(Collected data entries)
_____

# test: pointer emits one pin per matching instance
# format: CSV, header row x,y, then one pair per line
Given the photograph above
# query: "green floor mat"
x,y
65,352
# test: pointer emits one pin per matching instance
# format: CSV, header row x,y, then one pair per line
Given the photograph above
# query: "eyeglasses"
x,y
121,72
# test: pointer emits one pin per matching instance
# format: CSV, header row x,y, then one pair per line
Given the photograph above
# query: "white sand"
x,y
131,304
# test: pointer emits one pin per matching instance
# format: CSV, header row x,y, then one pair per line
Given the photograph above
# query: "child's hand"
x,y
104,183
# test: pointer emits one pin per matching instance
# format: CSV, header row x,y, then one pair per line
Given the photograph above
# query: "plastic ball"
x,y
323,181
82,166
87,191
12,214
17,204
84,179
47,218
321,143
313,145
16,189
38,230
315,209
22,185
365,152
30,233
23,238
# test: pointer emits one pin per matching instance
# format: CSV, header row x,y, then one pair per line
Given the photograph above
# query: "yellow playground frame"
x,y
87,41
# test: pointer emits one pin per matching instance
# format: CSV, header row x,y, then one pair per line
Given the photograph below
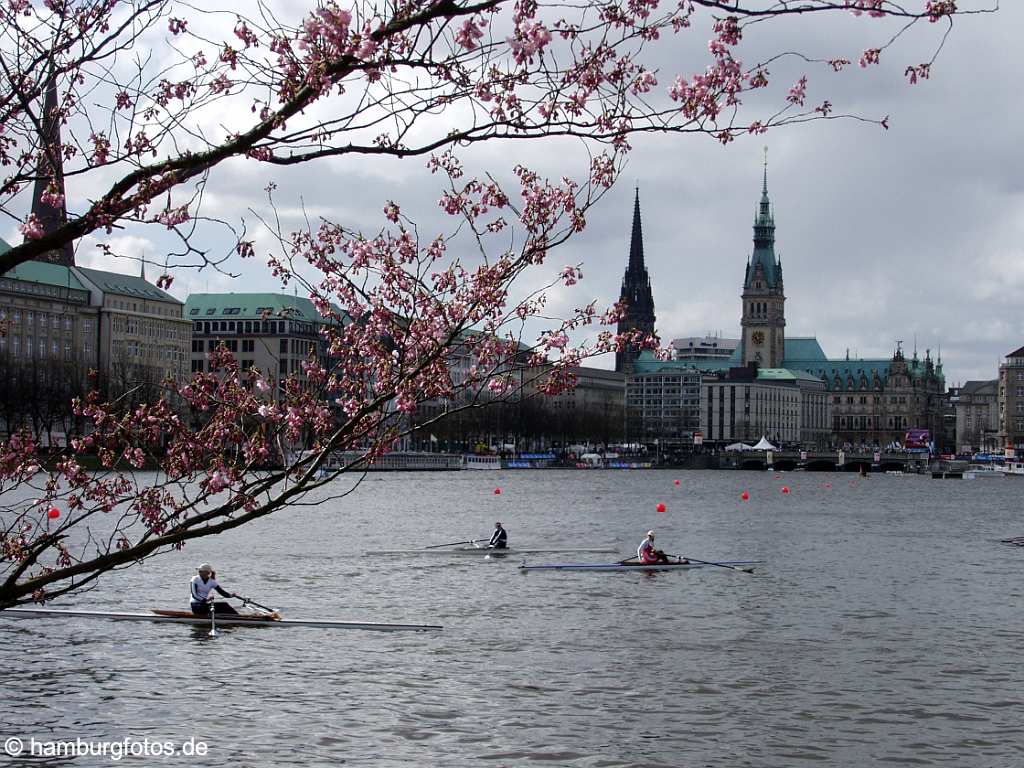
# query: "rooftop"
x,y
125,285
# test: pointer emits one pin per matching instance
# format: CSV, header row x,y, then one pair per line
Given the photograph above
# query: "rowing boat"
x,y
496,552
223,620
738,564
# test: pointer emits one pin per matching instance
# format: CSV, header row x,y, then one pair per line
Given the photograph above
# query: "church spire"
x,y
48,197
636,241
763,318
636,294
764,239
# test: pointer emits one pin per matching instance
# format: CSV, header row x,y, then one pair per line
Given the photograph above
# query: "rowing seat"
x,y
230,616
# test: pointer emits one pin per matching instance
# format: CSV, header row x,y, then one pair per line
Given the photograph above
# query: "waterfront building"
x,y
763,315
976,409
592,412
62,320
702,348
747,403
635,294
870,402
1011,400
273,333
663,401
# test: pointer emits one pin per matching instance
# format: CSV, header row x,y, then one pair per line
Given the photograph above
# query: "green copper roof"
x,y
838,374
803,348
125,285
646,363
764,242
250,306
45,273
784,374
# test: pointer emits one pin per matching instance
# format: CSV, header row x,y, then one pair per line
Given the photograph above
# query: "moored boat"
x,y
222,620
636,565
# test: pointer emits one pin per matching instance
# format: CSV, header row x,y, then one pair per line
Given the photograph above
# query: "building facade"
x,y
663,401
747,403
763,315
635,294
704,348
976,406
272,333
1011,401
870,402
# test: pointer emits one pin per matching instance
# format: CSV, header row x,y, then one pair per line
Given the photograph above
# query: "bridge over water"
x,y
826,461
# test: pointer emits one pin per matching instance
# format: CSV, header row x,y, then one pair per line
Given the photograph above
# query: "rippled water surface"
x,y
885,627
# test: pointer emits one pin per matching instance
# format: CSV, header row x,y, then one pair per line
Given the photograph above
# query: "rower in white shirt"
x,y
203,585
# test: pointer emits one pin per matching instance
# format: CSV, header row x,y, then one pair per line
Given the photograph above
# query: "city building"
x,y
976,406
636,295
763,315
273,333
663,401
592,412
62,321
702,348
747,403
1011,399
871,402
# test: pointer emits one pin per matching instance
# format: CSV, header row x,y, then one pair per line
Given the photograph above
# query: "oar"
x,y
720,564
247,601
453,544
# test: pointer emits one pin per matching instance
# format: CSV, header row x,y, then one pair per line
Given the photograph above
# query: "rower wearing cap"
x,y
646,553
500,539
203,584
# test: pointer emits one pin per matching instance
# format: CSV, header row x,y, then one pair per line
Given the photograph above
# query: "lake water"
x,y
884,628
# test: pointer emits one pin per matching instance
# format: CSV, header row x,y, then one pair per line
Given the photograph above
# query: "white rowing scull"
x,y
223,620
498,552
734,564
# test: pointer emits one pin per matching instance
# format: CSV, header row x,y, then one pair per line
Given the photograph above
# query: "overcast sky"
x,y
911,233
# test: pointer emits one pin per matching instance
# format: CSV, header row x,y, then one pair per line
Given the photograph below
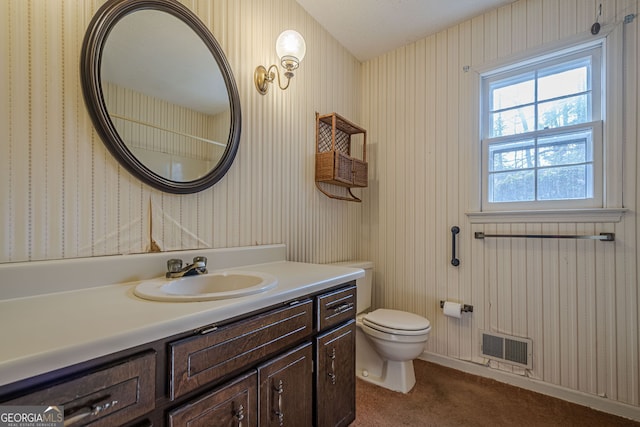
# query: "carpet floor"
x,y
447,397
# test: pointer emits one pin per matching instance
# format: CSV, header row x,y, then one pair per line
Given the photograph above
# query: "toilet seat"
x,y
397,322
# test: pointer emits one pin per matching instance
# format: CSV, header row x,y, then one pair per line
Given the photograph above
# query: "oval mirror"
x,y
161,93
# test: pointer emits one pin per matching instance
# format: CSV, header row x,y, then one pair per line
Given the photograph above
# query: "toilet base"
x,y
390,374
396,376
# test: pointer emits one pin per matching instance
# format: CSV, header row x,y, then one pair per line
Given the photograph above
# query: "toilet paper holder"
x,y
465,307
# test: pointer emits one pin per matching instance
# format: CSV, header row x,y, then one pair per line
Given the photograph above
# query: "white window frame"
x,y
608,207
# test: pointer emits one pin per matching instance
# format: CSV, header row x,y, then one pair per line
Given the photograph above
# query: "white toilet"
x,y
387,341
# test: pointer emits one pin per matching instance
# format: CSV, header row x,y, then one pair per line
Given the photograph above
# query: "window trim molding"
x,y
611,39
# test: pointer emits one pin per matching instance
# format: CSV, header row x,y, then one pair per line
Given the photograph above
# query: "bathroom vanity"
x,y
283,357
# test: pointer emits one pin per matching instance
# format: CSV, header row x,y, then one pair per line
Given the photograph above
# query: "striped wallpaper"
x,y
64,196
576,300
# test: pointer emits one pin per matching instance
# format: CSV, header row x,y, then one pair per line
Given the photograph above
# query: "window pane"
x,y
563,83
512,122
565,149
562,183
564,112
512,94
512,155
518,186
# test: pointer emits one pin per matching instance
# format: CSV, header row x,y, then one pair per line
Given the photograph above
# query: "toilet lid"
x,y
397,322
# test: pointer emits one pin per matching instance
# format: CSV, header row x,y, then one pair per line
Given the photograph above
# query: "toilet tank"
x,y
364,285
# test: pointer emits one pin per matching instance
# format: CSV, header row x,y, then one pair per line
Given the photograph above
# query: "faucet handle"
x,y
200,261
174,265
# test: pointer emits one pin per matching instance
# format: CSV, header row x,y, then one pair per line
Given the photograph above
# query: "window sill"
x,y
568,215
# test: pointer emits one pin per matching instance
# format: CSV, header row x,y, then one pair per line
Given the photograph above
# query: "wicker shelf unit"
x,y
334,162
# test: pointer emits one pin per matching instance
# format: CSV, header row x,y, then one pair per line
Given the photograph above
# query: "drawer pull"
x,y
342,308
91,409
332,374
279,389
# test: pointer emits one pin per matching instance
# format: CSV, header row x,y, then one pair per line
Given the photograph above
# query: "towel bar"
x,y
607,237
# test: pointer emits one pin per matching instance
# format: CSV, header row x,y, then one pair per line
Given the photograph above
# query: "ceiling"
x,y
369,28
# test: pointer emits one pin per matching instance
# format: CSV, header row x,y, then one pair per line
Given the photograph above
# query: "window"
x,y
542,133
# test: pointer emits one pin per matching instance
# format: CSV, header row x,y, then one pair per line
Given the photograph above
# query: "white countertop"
x,y
45,332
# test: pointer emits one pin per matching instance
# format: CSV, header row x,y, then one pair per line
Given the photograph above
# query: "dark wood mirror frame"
x,y
90,73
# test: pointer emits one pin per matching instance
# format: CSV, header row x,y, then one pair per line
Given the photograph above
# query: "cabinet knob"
x,y
279,389
240,415
332,374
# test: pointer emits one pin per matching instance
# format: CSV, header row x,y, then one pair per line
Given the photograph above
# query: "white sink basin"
x,y
206,287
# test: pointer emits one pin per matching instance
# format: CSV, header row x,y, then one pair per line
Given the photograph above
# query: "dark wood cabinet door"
x,y
202,359
286,389
232,405
336,377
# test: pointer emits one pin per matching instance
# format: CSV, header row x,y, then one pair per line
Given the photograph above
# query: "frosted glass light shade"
x,y
290,46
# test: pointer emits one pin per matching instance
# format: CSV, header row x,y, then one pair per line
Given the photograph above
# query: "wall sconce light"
x,y
290,48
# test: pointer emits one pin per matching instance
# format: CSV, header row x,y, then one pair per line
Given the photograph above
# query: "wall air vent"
x,y
506,348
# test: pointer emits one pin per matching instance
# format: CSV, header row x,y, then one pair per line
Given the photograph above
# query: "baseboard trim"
x,y
580,398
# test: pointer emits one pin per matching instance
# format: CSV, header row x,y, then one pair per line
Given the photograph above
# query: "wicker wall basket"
x,y
334,163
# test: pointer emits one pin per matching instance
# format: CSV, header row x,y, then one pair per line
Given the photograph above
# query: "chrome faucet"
x,y
175,269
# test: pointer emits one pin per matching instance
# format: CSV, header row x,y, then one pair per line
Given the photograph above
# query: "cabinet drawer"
x,y
336,307
199,360
108,397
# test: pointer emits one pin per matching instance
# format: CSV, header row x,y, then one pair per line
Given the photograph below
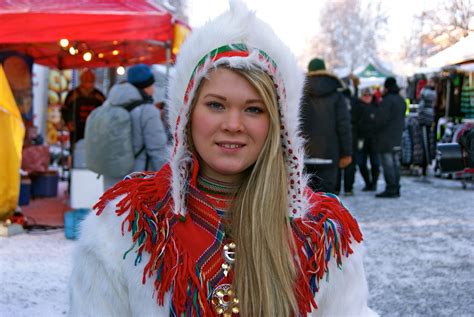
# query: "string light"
x,y
64,43
120,70
87,56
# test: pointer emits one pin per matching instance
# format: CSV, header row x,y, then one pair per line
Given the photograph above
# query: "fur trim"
x,y
238,26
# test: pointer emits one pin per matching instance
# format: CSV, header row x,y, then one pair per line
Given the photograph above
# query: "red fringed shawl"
x,y
186,252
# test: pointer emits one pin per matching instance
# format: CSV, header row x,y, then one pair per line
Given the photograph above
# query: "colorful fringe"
x,y
324,233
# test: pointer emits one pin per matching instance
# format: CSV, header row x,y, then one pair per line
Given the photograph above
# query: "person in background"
x,y
346,176
326,126
390,120
79,103
364,124
228,227
149,137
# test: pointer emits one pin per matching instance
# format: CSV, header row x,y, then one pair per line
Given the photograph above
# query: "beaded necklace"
x,y
224,298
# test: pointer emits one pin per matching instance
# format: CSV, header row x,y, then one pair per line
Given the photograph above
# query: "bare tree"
x,y
438,28
350,31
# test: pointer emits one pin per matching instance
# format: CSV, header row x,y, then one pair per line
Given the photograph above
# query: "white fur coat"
x,y
105,284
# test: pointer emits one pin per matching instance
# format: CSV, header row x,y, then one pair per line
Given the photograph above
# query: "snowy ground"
x,y
419,261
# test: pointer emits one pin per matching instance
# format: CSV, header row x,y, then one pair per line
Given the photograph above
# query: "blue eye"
x,y
215,105
254,110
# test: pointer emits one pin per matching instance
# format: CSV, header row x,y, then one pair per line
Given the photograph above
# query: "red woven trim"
x,y
147,205
327,225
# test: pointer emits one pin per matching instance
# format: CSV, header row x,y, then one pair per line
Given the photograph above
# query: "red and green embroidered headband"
x,y
226,51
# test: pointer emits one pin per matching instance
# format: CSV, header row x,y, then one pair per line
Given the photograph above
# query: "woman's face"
x,y
229,125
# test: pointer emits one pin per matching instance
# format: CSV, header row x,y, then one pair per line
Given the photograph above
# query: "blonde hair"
x,y
265,270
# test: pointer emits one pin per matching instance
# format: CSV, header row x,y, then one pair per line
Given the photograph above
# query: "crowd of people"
x,y
227,226
238,215
345,129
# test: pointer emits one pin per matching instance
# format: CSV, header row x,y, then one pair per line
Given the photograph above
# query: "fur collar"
x,y
239,29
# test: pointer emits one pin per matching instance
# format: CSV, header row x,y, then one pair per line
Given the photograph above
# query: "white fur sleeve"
x,y
97,285
345,292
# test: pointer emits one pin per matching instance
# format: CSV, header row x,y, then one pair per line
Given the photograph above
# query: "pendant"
x,y
225,301
229,257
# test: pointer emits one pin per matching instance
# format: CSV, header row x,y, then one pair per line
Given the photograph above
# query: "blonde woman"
x,y
228,227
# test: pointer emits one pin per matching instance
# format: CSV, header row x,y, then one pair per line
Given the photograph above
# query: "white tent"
x,y
460,52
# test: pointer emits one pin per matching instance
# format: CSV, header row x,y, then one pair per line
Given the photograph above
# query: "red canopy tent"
x,y
114,32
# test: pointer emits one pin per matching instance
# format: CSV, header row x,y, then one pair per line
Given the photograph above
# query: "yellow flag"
x,y
12,132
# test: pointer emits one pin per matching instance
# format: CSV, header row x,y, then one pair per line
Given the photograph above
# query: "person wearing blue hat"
x,y
120,142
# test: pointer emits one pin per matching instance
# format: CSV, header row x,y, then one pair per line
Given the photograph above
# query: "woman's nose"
x,y
233,121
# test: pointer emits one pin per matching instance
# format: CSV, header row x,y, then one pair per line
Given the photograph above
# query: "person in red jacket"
x,y
228,227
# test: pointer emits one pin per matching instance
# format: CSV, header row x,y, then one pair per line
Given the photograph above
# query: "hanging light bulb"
x,y
64,43
120,70
87,56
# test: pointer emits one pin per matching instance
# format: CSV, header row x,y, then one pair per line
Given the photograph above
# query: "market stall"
x,y
86,33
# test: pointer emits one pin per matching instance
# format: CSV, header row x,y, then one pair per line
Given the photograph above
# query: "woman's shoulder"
x,y
139,191
327,230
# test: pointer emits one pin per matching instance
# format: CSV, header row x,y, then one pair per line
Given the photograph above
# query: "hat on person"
x,y
366,92
140,76
87,75
391,83
237,39
316,64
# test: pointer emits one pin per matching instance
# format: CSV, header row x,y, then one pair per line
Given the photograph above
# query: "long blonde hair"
x,y
259,224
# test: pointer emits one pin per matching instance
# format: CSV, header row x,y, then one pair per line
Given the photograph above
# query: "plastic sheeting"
x,y
12,132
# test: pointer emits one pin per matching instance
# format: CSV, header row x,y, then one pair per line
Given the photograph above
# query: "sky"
x,y
296,21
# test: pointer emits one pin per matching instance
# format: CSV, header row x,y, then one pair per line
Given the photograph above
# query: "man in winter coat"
x,y
79,104
149,137
390,122
364,127
326,126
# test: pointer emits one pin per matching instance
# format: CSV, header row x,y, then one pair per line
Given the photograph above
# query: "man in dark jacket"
x,y
390,122
326,126
364,128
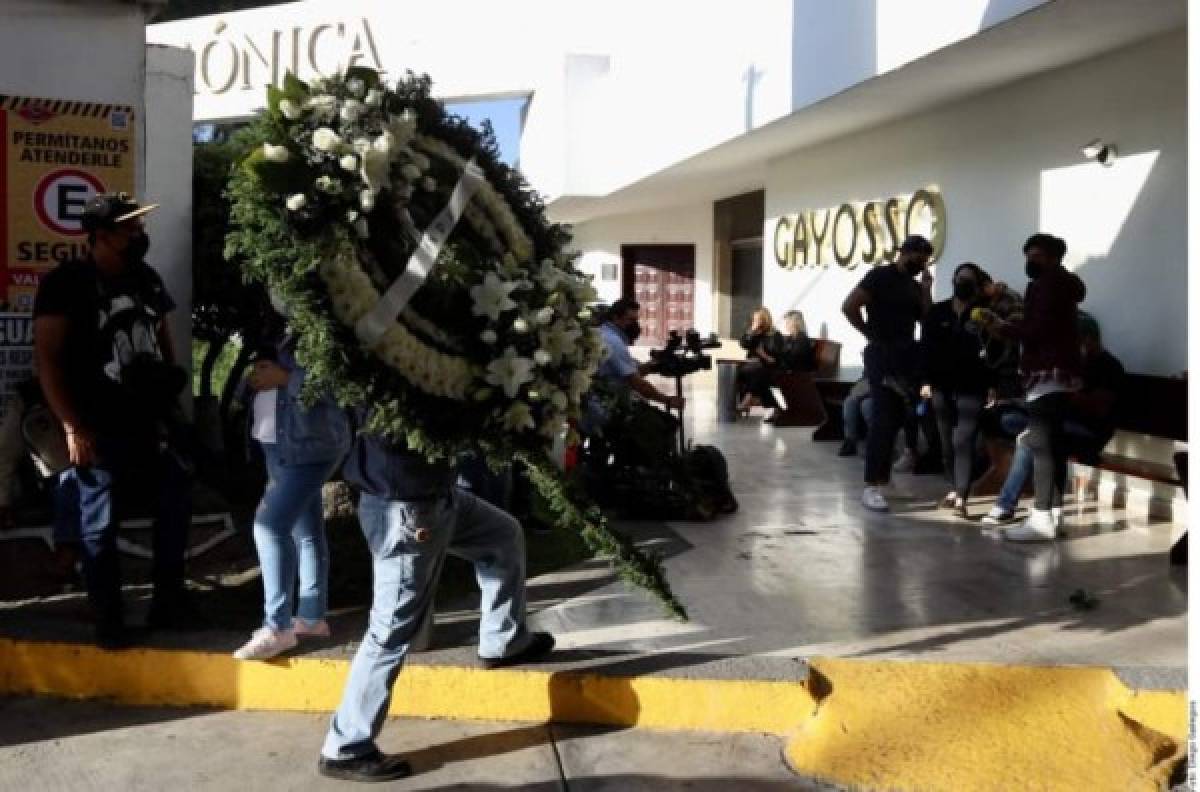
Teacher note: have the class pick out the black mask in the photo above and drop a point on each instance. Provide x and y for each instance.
(136, 251)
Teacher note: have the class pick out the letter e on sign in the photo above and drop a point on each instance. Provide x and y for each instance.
(60, 197)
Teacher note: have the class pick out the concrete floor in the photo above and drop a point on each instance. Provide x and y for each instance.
(48, 744)
(804, 570)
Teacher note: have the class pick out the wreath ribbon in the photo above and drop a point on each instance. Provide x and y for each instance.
(376, 323)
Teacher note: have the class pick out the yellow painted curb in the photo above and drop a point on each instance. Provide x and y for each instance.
(875, 725)
(963, 726)
(156, 677)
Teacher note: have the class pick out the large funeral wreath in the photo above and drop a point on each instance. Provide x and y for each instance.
(423, 279)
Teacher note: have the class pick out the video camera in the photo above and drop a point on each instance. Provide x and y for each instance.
(684, 354)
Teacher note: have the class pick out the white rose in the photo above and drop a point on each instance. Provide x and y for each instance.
(289, 109)
(275, 153)
(325, 139)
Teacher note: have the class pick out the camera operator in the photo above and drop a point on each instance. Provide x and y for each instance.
(106, 363)
(619, 367)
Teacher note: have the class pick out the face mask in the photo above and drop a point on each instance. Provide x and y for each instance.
(136, 251)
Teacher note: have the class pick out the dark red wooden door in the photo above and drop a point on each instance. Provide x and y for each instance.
(663, 280)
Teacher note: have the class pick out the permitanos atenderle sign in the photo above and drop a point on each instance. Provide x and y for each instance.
(863, 232)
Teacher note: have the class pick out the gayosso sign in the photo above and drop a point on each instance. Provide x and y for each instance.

_____

**Your instructions:**
Write out once more the lines above beginning at the line with "Teacher note: have the class pick out the camera"; continue through the final line and stop there.

**Reply to the exercise:**
Teacher note: have the class pick out the camera operator in the photo above and drop a point on each instance. Provide x and y for each instance.
(106, 363)
(619, 367)
Teacher note: have the class pick out the face mask in the photo above and drop a point on each instance. Provide x and y for each instance.
(136, 251)
Teacher note: have the class pick out the dark red wooden door in the photo above and drop a point on each instance. Provide x and y for each instance.
(663, 280)
Teacher note: have the class pick out the permitanos atenderle sign in the photo above and drop a point on each instance. Provide x and y for each instance.
(863, 232)
Teacher note: have the class pick out the gayosso sign in the photo above and drop a point on each instance. Provide x and y for each instance.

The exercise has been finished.